### [Work order 1]
Filter the rows below down to only the lines that contain the string "after". Case counts.

### [Exercise passage]
---------------

Get observed values and variances of variables or objectives. For noisy input data, the values are obtained on the basis of predictions of the surrogate models. Therefore, they can slightly differ from the input data. Example:

data = driver.get_observed_values("variable", "loss")

Parameters:

object_type (Literal['variable', 'objective']) – The type of object for which a prediction is required.
name (str) – The name of the object for which predictions are required.
num_samples (Optional[int]) – Number of samples used for posteriors that have a sampling-based distribution. If not specified, the same number as in the acquisition is used. If the posterior is described by a fixed number of ensemble points, the minimum of num_samples and the ensemble size is used.

Return type:

dict[str, Any]

Returns: Dictionary, with the following keys:

samples:

The observed samples (design and possibly environment values).

means:

Mean values of observations. For noiseless observations, this is the observed value itself.

variance:

Variance of observed values. For noiseless observations, this is typically a negligibly small number.

get_sobol_indices(object_type='objective', name='objective', max_uncertainty=0.001, max_time=inf, max_samples=1000000.0, min_dist=0.0)

Determines Sobol’ indices of a surrogate, variable or objective under a parameter distribution. By default the probability density of the parameters is a uniform distribution in the whole parameter domain. Other parameter distributions can be defined via study.configure(parameter_distribution = dict(...)).

Example:

study.configure(parameter_distribution = dict(
    distributions=[
        {type="normal", parameter="param1", mean=1.0, stddev=2.0},
        {type="uniform", parameter="param2", domain=[-1.0,1.0]}
    ]
))
sobol_indices = study.driver.get_sobol_indices(max_uncertainty=0.001)

Parameters:

object_type (Literal['surrogate', 'variable', 'objective']) – The type of object for which a prediction is required.
name (str) – The name of the object for which predictions are required.
max_uncertainty (float) – The uncertainty of the first-order Sobol’ indices
max_time (float) – The Monte Carlo integration is stopped when the time max_time has passed.
max_samples (float) – The Monte Carlo integration is stopped when the number of evaluated samples equals or exceeds the given value.
min_dist (float) – In order to speed up the prediction, one can use a sparsified version of the base surrogates where sampling with a distance smaller than min_dist (in terms of the length scales of the surrogate) are neglected.

---------------

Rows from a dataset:
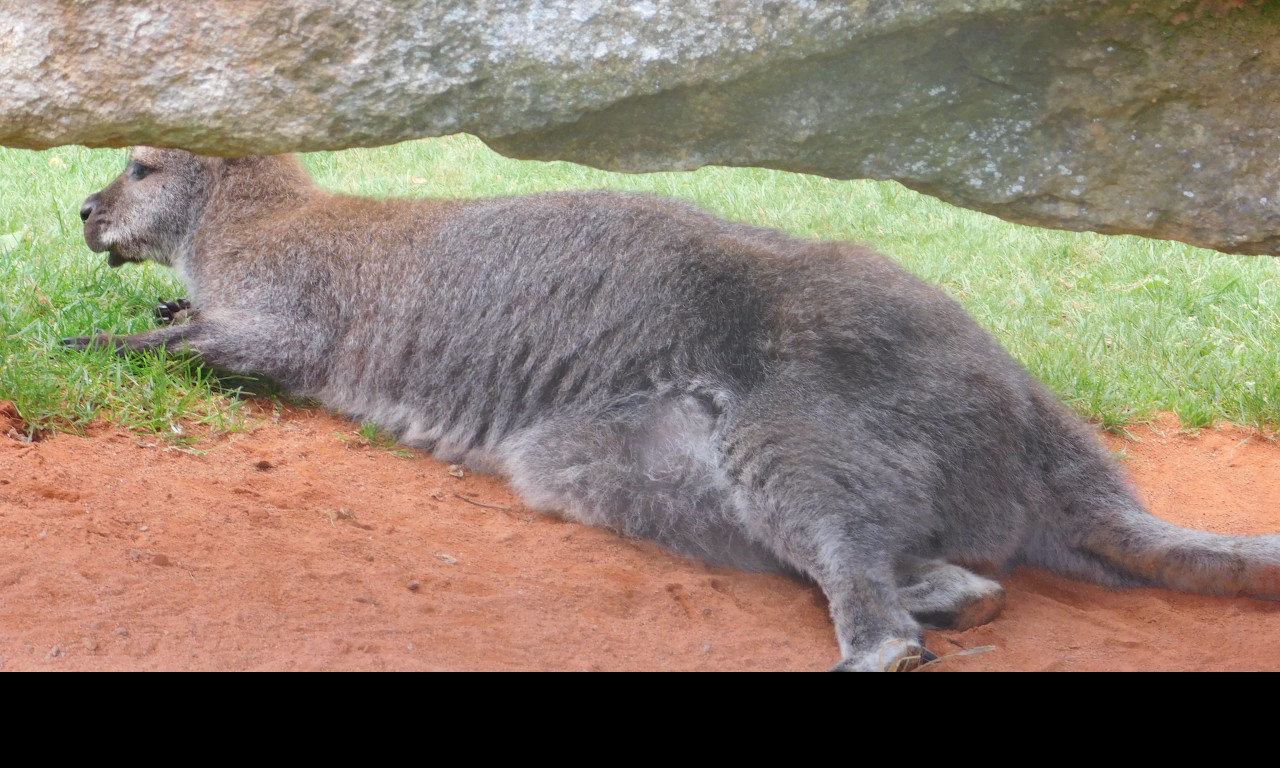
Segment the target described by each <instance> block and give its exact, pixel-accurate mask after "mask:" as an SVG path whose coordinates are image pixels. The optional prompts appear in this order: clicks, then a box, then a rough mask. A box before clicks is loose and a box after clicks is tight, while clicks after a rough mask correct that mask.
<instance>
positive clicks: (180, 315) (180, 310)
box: [156, 298, 191, 325]
mask: <svg viewBox="0 0 1280 768" xmlns="http://www.w3.org/2000/svg"><path fill="white" fill-rule="evenodd" d="M156 301H159V302H160V303H157V305H156V321H157V323H160V325H170V324H173V323H182V321H183V320H184V319H186V317H187V315H188V311H189V310H191V302H189V301H187V300H186V298H175V300H173V301H165V300H163V298H159V300H156Z"/></svg>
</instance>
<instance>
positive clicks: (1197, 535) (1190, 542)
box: [1083, 506, 1280, 600]
mask: <svg viewBox="0 0 1280 768" xmlns="http://www.w3.org/2000/svg"><path fill="white" fill-rule="evenodd" d="M1083 543H1084V545H1085V548H1087V549H1088V552H1091V553H1092V554H1094V556H1096V557H1098V558H1101V559H1102V561H1103V562H1106V563H1108V564H1110V566H1112V567H1115V568H1117V570H1120V571H1121V572H1124V573H1128V575H1132V576H1134V577H1137V579H1138V580H1140V581H1142V582H1146V584H1151V585H1155V586H1164V588H1167V589H1176V590H1180V591H1189V593H1198V594H1206V595H1244V596H1251V598H1263V599H1268V600H1280V535H1274V534H1272V535H1266V536H1231V535H1224V534H1211V532H1207V531H1197V530H1192V529H1184V527H1179V526H1176V525H1172V524H1170V522H1166V521H1164V520H1160V518H1158V517H1156V516H1153V515H1151V513H1149V512H1147V511H1146V509H1143V508H1142V507H1140V506H1135V507H1133V508H1124V509H1117V511H1114V512H1112V513H1106V515H1103V513H1100V515H1098V516H1097V521H1096V526H1094V530H1093V531H1091V532H1089V534H1088V535H1087V536H1085V538H1084V541H1083Z"/></svg>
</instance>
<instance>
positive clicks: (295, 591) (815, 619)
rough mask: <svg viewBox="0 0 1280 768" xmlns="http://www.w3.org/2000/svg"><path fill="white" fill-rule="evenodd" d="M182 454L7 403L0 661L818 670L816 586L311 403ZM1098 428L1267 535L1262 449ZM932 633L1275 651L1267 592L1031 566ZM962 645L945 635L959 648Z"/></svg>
mask: <svg viewBox="0 0 1280 768" xmlns="http://www.w3.org/2000/svg"><path fill="white" fill-rule="evenodd" d="M264 408H265V410H259V411H257V415H256V416H253V420H255V425H253V426H252V428H251V429H250V430H247V431H244V433H241V434H236V435H230V436H215V438H209V439H207V440H204V442H202V443H200V444H198V445H197V447H198V449H200V452H191V451H184V449H180V448H174V447H168V445H166V444H164V443H159V444H157V443H156V440H155V439H152V438H150V436H142V435H138V434H133V433H128V431H123V430H120V429H115V428H110V426H97V428H95V429H91V430H90V434H88V436H83V438H82V436H74V435H65V434H60V435H58V436H54V438H51V439H47V440H40V442H36V443H24V442H20V440H18V439H14V438H13V435H15V434H17V433H14V431H12V430H10V421H12V422H14V424H17V413H15V412H14V411H13V408H12V406H9V404H8V403H0V668H3V669H6V671H15V669H17V671H23V669H64V671H72V669H826V668H827V667H829V666H831V664H833V663H835V662H836V660H838V653H837V649H836V640H835V635H833V632H832V627H831V622H829V620H828V618H827V608H826V600H824V599H823V596H822V593H820V591H819V590H818V589H817V588H814V586H812V585H809V584H805V582H801V581H797V580H794V579H786V577H781V576H769V575H759V573H740V572H735V571H726V570H719V568H709V567H705V566H703V564H699V563H695V562H690V561H685V559H681V558H677V557H673V556H669V554H667V553H666V552H663V550H662V549H659V548H658V547H655V545H653V544H649V543H645V541H637V540H628V539H623V538H621V536H618V535H614V534H612V532H608V531H602V530H595V529H590V527H584V526H581V525H576V524H568V522H562V521H559V520H557V518H554V517H549V516H544V515H539V513H536V512H531V511H530V509H527V508H525V507H522V506H521V504H520V503H518V502H517V500H516V498H515V497H513V495H512V493H511V492H509V490H508V489H507V488H504V486H503V485H502V483H500V481H498V480H494V479H490V477H484V476H479V475H472V474H471V472H470V470H468V471H466V474H465V476H462V477H457V476H453V475H451V471H449V466H448V465H443V463H439V462H436V461H434V460H431V458H429V457H426V456H422V454H413V456H411V457H403V456H398V454H397V453H392V452H389V451H387V449H383V448H375V447H370V445H367V444H364V443H362V442H361V440H360V439H358V436H356V428H355V425H352V424H351V422H348V421H343V420H340V419H338V417H334V416H332V415H328V413H324V412H321V411H312V410H293V411H287V412H285V413H283V416H282V415H273V412H271V411H270V406H265V407H264ZM1133 435H1134V439H1114V443H1115V444H1116V447H1123V448H1124V451H1125V453H1126V456H1128V461H1126V466H1128V467H1129V470H1130V471H1132V472H1133V476H1134V480H1135V481H1137V484H1138V485H1139V488H1140V489H1142V493H1143V495H1144V498H1146V500H1147V502H1148V504H1149V506H1151V508H1152V511H1153V512H1156V513H1157V515H1160V516H1162V517H1166V518H1169V520H1172V521H1175V522H1179V524H1183V525H1189V526H1196V527H1202V529H1207V530H1213V531H1224V532H1239V534H1260V532H1275V531H1280V503H1277V502H1280V445H1277V444H1276V443H1275V442H1274V440H1271V439H1267V438H1265V436H1262V435H1257V434H1253V433H1249V431H1244V430H1240V429H1235V428H1221V429H1213V430H1204V431H1201V433H1198V434H1196V435H1187V434H1180V433H1179V431H1178V429H1176V422H1175V421H1172V420H1171V419H1165V420H1162V421H1161V422H1158V424H1157V425H1156V426H1155V428H1151V429H1142V430H1134V433H1133ZM1002 581H1004V584H1005V585H1006V588H1007V590H1009V603H1007V605H1006V608H1005V612H1004V613H1002V614H1001V616H1000V617H998V618H997V620H996V621H993V622H992V623H989V625H987V626H983V627H977V628H973V630H969V631H965V632H929V634H928V637H927V641H928V644H929V646H931V648H932V649H933V650H934V652H937V653H938V654H943V659H942V660H941V662H937V663H934V664H929V666H928V668H931V669H937V671H952V669H1272V671H1276V669H1280V654H1277V653H1276V652H1277V646H1276V639H1277V637H1280V604H1277V603H1267V602H1260V600H1249V599H1243V598H1242V599H1226V598H1202V596H1192V595H1181V594H1176V593H1170V591H1164V590H1155V589H1139V590H1129V591H1108V590H1106V589H1102V588H1098V586H1092V585H1087V584H1079V582H1074V581H1068V580H1065V579H1060V577H1057V576H1052V575H1050V573H1046V572H1042V571H1018V572H1014V573H1012V575H1010V576H1007V577H1004V579H1002ZM966 650H968V652H970V653H968V654H963V653H961V652H966Z"/></svg>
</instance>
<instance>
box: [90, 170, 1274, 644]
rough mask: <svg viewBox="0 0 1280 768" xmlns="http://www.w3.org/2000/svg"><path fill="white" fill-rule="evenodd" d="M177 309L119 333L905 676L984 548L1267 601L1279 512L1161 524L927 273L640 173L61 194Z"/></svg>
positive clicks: (1090, 435) (101, 343) (1098, 569)
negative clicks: (1242, 595) (177, 352)
mask: <svg viewBox="0 0 1280 768" xmlns="http://www.w3.org/2000/svg"><path fill="white" fill-rule="evenodd" d="M81 218H82V219H83V220H84V239H86V242H87V243H88V246H90V248H92V250H93V251H97V252H101V251H105V252H108V255H109V256H108V262H109V264H110V265H113V266H119V265H122V264H124V262H127V261H142V260H146V259H151V260H155V261H157V262H160V264H166V265H170V266H173V268H174V269H175V270H177V271H178V274H179V275H180V276H182V279H183V280H184V282H186V284H187V287H188V289H189V300H191V310H189V319H188V320H187V323H184V324H173V325H169V326H165V328H160V329H156V330H152V332H148V333H141V334H137V335H128V337H113V335H106V334H101V335H96V337H81V338H76V339H68V340H67V343H69V344H70V346H73V347H77V348H86V347H90V346H97V344H102V346H111V347H115V348H116V349H119V351H122V352H128V351H131V349H150V348H154V347H159V346H168V347H170V348H172V349H175V351H177V349H191V351H195V352H196V353H198V355H200V356H201V357H202V358H204V360H205V361H207V362H209V364H210V365H212V366H216V367H221V369H225V370H229V371H237V372H252V374H259V375H264V376H268V378H270V379H274V380H275V381H278V383H279V384H282V385H283V387H285V388H287V389H288V390H292V392H294V393H298V394H303V396H307V397H311V398H315V399H317V401H320V402H321V403H324V404H326V406H328V407H330V408H334V410H337V411H340V412H343V413H346V415H348V416H351V417H353V419H358V420H371V421H376V422H378V424H379V425H381V426H383V428H385V429H387V430H389V431H390V433H393V434H394V435H397V436H398V438H399V440H402V442H403V443H406V444H408V445H412V447H417V448H422V449H426V451H430V452H433V453H434V454H435V456H438V457H440V458H443V460H447V461H452V462H465V463H467V465H471V466H474V467H477V468H481V470H488V471H493V472H497V474H500V475H503V476H506V477H508V479H509V480H511V483H512V484H513V486H515V488H516V489H517V492H518V493H520V494H521V495H522V497H524V499H525V500H526V502H527V503H530V504H531V506H534V507H539V508H544V509H550V511H558V512H561V513H563V515H566V516H568V517H570V518H573V520H579V521H581V522H586V524H590V525H596V526H603V527H608V529H614V530H618V531H622V532H625V534H628V535H634V536H645V538H649V539H654V540H657V541H659V543H660V544H663V545H666V547H668V548H671V549H672V550H675V552H678V553H682V554H685V556H690V557H696V558H703V559H705V561H708V562H712V563H722V564H730V566H735V567H740V568H748V570H777V571H786V572H792V573H797V575H801V576H805V577H809V579H813V580H814V581H815V582H817V584H818V585H819V586H820V588H822V590H823V591H824V593H826V595H827V599H828V600H829V604H831V613H832V617H833V620H835V625H836V635H837V639H838V641H840V652H841V655H842V659H841V660H840V663H838V664H837V666H836V668H837V669H910V668H914V667H916V666H919V664H920V663H923V662H925V660H928V659H931V658H932V654H929V652H928V650H927V649H925V648H924V645H923V630H922V627H940V628H945V627H969V626H974V625H978V623H983V622H987V621H989V620H992V618H993V617H995V616H996V614H997V613H998V612H1000V609H1001V607H1002V604H1004V590H1002V588H1001V586H1000V585H998V584H997V582H996V581H993V580H991V579H987V577H984V576H979V575H977V573H974V572H970V571H969V570H966V568H978V570H982V571H984V572H988V573H1001V572H1004V571H1005V570H1007V568H1010V567H1012V566H1016V564H1023V563H1025V564H1030V566H1039V567H1046V568H1050V570H1052V571H1056V572H1059V573H1064V575H1068V576H1073V577H1076V579H1085V580H1089V581H1096V582H1100V584H1105V585H1110V586H1130V585H1158V586H1166V588H1171V589H1178V590H1187V591H1197V593H1208V594H1219V595H1252V596H1258V598H1270V599H1277V598H1280V535H1267V536H1252V538H1251V536H1224V535H1215V534H1208V532H1202V531H1194V530H1188V529H1181V527H1178V526H1174V525H1170V524H1167V522H1164V521H1161V520H1158V518H1156V517H1153V516H1152V515H1149V513H1148V512H1147V511H1146V509H1143V507H1142V504H1140V503H1139V502H1138V500H1137V498H1135V495H1134V492H1133V490H1132V488H1130V486H1129V484H1128V483H1126V480H1125V477H1124V476H1123V474H1121V472H1120V470H1119V468H1117V466H1116V465H1115V462H1114V460H1112V458H1111V456H1110V454H1108V452H1107V451H1106V449H1105V448H1103V447H1102V445H1101V444H1100V443H1098V440H1097V439H1096V436H1094V434H1093V430H1092V429H1091V428H1089V426H1088V425H1085V424H1084V422H1083V421H1080V420H1079V419H1076V417H1075V416H1074V415H1071V413H1070V412H1068V410H1066V408H1065V407H1062V406H1061V404H1060V403H1059V402H1057V401H1056V399H1055V398H1053V397H1052V394H1050V392H1048V390H1047V389H1046V388H1044V387H1042V385H1041V384H1039V383H1037V381H1036V380H1033V379H1032V378H1030V376H1029V375H1028V374H1027V372H1025V371H1024V370H1023V367H1021V366H1019V364H1018V362H1015V361H1014V360H1012V358H1011V357H1010V356H1009V355H1007V353H1005V352H1004V351H1002V349H1001V348H1000V347H998V346H997V343H996V342H995V339H993V338H992V337H991V335H989V334H988V333H986V332H984V330H982V329H980V328H979V326H978V325H977V324H975V323H974V321H973V320H970V319H969V316H968V315H966V314H965V312H964V311H963V310H961V308H960V307H959V305H956V303H955V302H954V301H952V300H950V298H948V297H947V296H945V294H943V293H942V292H941V291H938V289H936V288H933V287H931V285H928V284H925V283H923V282H922V280H919V279H916V278H914V276H911V275H910V274H908V273H906V271H905V270H902V269H901V268H899V266H896V265H895V264H892V262H891V261H890V260H887V259H884V257H882V256H879V255H877V253H874V252H872V251H869V250H867V248H864V247H860V246H855V244H849V243H832V242H815V241H800V239H796V238H792V237H790V236H786V234H783V233H780V232H774V230H769V229H762V228H756V227H749V225H744V224H735V223H730V221H723V220H721V219H717V218H714V216H712V215H709V214H707V212H703V211H700V210H698V209H695V207H694V206H690V205H687V204H682V202H675V201H668V200H663V198H657V197H649V196H637V195H618V193H605V192H572V193H549V195H535V196H529V197H511V198H499V200H474V201H439V200H364V198H356V197H344V196H339V195H330V193H326V192H324V191H320V189H319V188H316V187H315V186H314V183H312V182H311V179H310V178H308V175H307V174H306V172H305V170H303V168H302V165H301V164H300V163H298V160H297V159H296V157H293V156H270V157H241V159H218V157H201V156H196V155H191V154H188V152H186V151H179V150H157V148H150V147H138V148H136V150H134V151H133V154H132V156H131V160H129V163H128V166H127V168H125V170H124V173H123V174H122V175H120V177H119V178H116V179H115V180H114V182H113V183H111V184H110V186H109V187H106V188H105V189H102V191H101V192H97V193H95V195H91V196H90V197H88V198H87V200H86V201H84V206H83V207H82V209H81Z"/></svg>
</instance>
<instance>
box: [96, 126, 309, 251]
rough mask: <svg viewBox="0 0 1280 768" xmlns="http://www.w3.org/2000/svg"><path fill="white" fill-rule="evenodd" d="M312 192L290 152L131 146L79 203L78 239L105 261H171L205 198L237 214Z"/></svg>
mask: <svg viewBox="0 0 1280 768" xmlns="http://www.w3.org/2000/svg"><path fill="white" fill-rule="evenodd" d="M310 191H311V182H310V179H308V178H307V175H306V172H305V170H303V169H302V166H301V164H300V163H298V160H297V157H294V156H292V155H288V156H252V157H229V159H228V157H202V156H197V155H192V154H191V152H188V151H186V150H164V148H157V147H134V148H133V151H132V152H131V154H129V163H128V165H127V166H125V169H124V173H122V174H120V175H118V177H116V178H115V180H113V182H111V183H110V184H108V187H106V188H105V189H101V191H100V192H95V193H93V195H90V196H88V197H87V198H86V200H84V204H83V205H82V206H81V220H83V221H84V242H86V243H87V244H88V247H90V248H91V250H92V251H95V252H97V253H101V252H104V251H105V252H106V253H108V257H106V262H108V264H109V265H110V266H120V265H123V264H124V262H127V261H146V260H148V259H150V260H152V261H156V262H159V264H164V265H168V266H177V264H178V261H179V260H180V259H182V257H183V255H184V253H187V252H188V251H189V247H191V242H192V238H193V237H195V234H196V230H197V229H198V228H200V225H201V223H202V220H204V219H205V214H206V209H207V207H209V206H210V204H211V202H212V204H214V205H215V206H216V207H219V209H221V212H223V214H225V215H228V216H236V215H237V212H241V211H238V210H237V209H244V212H257V211H261V210H262V207H264V206H270V205H273V204H280V205H288V204H289V201H293V200H297V198H298V197H301V196H303V195H306V193H307V192H310Z"/></svg>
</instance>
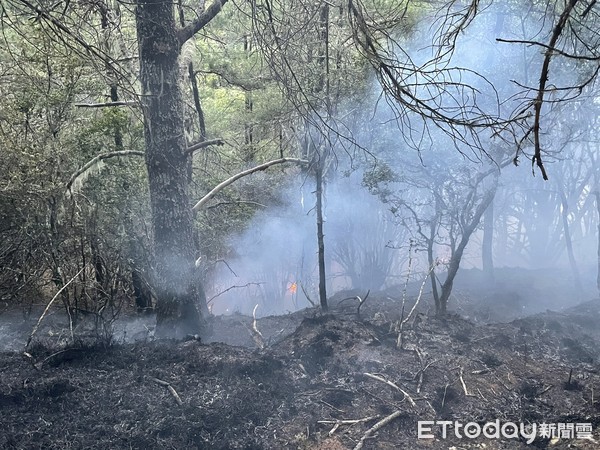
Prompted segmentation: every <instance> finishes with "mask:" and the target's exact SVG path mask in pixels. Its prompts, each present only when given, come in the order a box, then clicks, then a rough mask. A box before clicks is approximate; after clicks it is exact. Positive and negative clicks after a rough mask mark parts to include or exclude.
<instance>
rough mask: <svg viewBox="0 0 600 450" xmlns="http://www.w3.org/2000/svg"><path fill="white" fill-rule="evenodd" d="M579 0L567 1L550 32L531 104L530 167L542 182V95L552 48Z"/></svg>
mask: <svg viewBox="0 0 600 450" xmlns="http://www.w3.org/2000/svg"><path fill="white" fill-rule="evenodd" d="M578 1H579V0H569V2H568V3H567V5H566V6H565V9H564V11H563V12H562V14H561V15H560V17H559V19H558V22H557V23H556V26H555V27H554V31H553V32H552V37H551V38H550V42H549V43H548V46H547V47H548V50H547V51H546V56H545V57H544V63H543V65H542V70H541V72H540V84H539V87H538V93H537V97H536V98H535V100H534V103H533V109H534V112H535V118H534V122H533V127H532V128H533V141H534V146H535V150H534V155H533V157H532V158H531V165H532V166H533V165H537V167H538V169H540V172H541V173H542V178H543V179H544V180H547V179H548V174H546V168H545V167H544V163H543V161H542V145H541V143H540V118H541V115H542V105H543V103H544V93H545V91H546V83H547V81H548V70H549V67H550V61H551V59H552V56H554V54H555V52H554V48H555V46H556V42H557V41H558V38H559V37H560V35H561V34H562V32H563V29H564V27H565V25H566V24H567V20H568V19H569V15H570V14H571V11H573V8H574V7H575V5H576V4H577V2H578Z"/></svg>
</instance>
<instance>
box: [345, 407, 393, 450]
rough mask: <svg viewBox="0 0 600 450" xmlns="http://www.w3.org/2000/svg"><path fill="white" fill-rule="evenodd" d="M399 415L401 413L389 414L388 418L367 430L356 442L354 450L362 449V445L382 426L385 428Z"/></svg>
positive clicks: (376, 424) (378, 429) (362, 447)
mask: <svg viewBox="0 0 600 450" xmlns="http://www.w3.org/2000/svg"><path fill="white" fill-rule="evenodd" d="M401 414H402V411H396V412H393V413H392V414H390V415H389V416H387V417H385V418H383V419H381V420H380V421H379V422H377V423H376V424H375V425H373V426H372V427H371V428H369V429H368V430H367V432H366V433H365V434H363V437H362V438H360V441H359V442H358V444H356V446H355V447H354V450H360V449H362V448H363V445H364V444H365V441H366V440H367V439H369V438H370V437H371V436H372V435H373V433H375V432H377V431H379V430H380V429H381V428H383V427H384V426H386V425H387V424H388V423H390V422H391V421H392V420H394V419H396V418H398V417H400V415H401Z"/></svg>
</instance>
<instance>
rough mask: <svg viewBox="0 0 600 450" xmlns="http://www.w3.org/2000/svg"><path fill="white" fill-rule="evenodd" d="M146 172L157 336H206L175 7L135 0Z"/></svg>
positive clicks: (202, 289) (136, 23)
mask: <svg viewBox="0 0 600 450" xmlns="http://www.w3.org/2000/svg"><path fill="white" fill-rule="evenodd" d="M136 25H137V33H138V44H139V57H140V82H141V89H142V96H141V97H142V101H143V111H144V137H145V142H146V167H147V170H148V181H149V188H150V201H151V207H152V229H153V233H154V273H153V284H154V287H155V290H156V294H157V305H156V314H157V317H156V335H157V336H158V337H166V336H173V337H176V338H180V337H182V336H184V335H185V334H196V333H201V332H202V331H203V327H202V317H201V314H200V312H199V310H198V303H199V302H205V298H204V291H203V289H202V285H201V283H200V282H199V280H197V279H196V277H195V265H194V261H195V256H196V255H195V253H196V251H195V249H194V233H193V230H194V224H193V216H192V210H191V206H190V201H189V198H188V185H189V178H188V175H187V167H188V164H189V158H191V155H190V154H188V153H187V152H186V142H185V133H184V120H183V101H182V95H181V90H180V86H179V61H178V59H179V54H180V50H181V45H180V40H179V39H178V36H177V29H176V25H175V18H174V11H173V4H172V3H169V2H155V1H153V0H140V1H138V3H137V8H136Z"/></svg>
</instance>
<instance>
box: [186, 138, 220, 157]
mask: <svg viewBox="0 0 600 450" xmlns="http://www.w3.org/2000/svg"><path fill="white" fill-rule="evenodd" d="M211 145H219V146H220V145H225V141H224V140H223V139H209V140H207V141H201V142H196V143H195V144H192V145H190V146H189V147H188V148H187V149H186V153H190V154H191V153H194V152H195V151H196V150H200V149H201V148H205V147H209V146H211Z"/></svg>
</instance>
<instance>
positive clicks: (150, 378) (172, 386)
mask: <svg viewBox="0 0 600 450" xmlns="http://www.w3.org/2000/svg"><path fill="white" fill-rule="evenodd" d="M150 380H151V381H154V382H155V383H156V384H160V385H161V386H165V387H166V388H167V390H168V391H169V392H170V393H171V395H172V396H173V398H174V399H175V401H176V402H177V404H178V405H179V406H182V405H183V401H182V400H181V397H180V396H179V394H178V393H177V391H176V390H175V388H174V387H173V386H171V383H169V382H168V381H163V380H160V379H158V378H154V377H150Z"/></svg>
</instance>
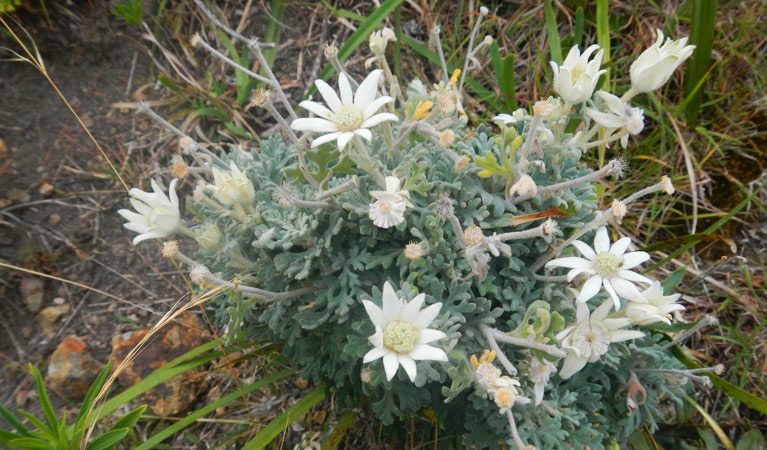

---------------

### [Work order 2]
Translate this sentence from the API documentation above into Spanish: "By default the probability density of the parameters is a uniform distribution in the whole parameter domain."

### [Solution 1]
Segment the target described by each <instance> block and give its exact, pixel-accurate mask after "mask:" as an SVG path whose coordinates are image pixels. The optional prompts appear in this order: clicks, then a box, then a rough mask. A box before clicks is loose and a box after clicks is tight, while clicks after a rough mask correct that mask.
Prompted segmentation: every <instance> finishes with "mask:" and the target's exact SVG path mask in pixels. Its prompts, each present only when given, come in the order a box, then clicks, then a rough mask. A box before clicks is approximate; after clicks it is exact. Positive and negative clicks after a rough mask mark parts to include or exclude.

### [Solution 2]
De forma predeterminada, la densidad de probabilidad de los parámetros es una distribución uniforme en todo el dominio de los parámetros.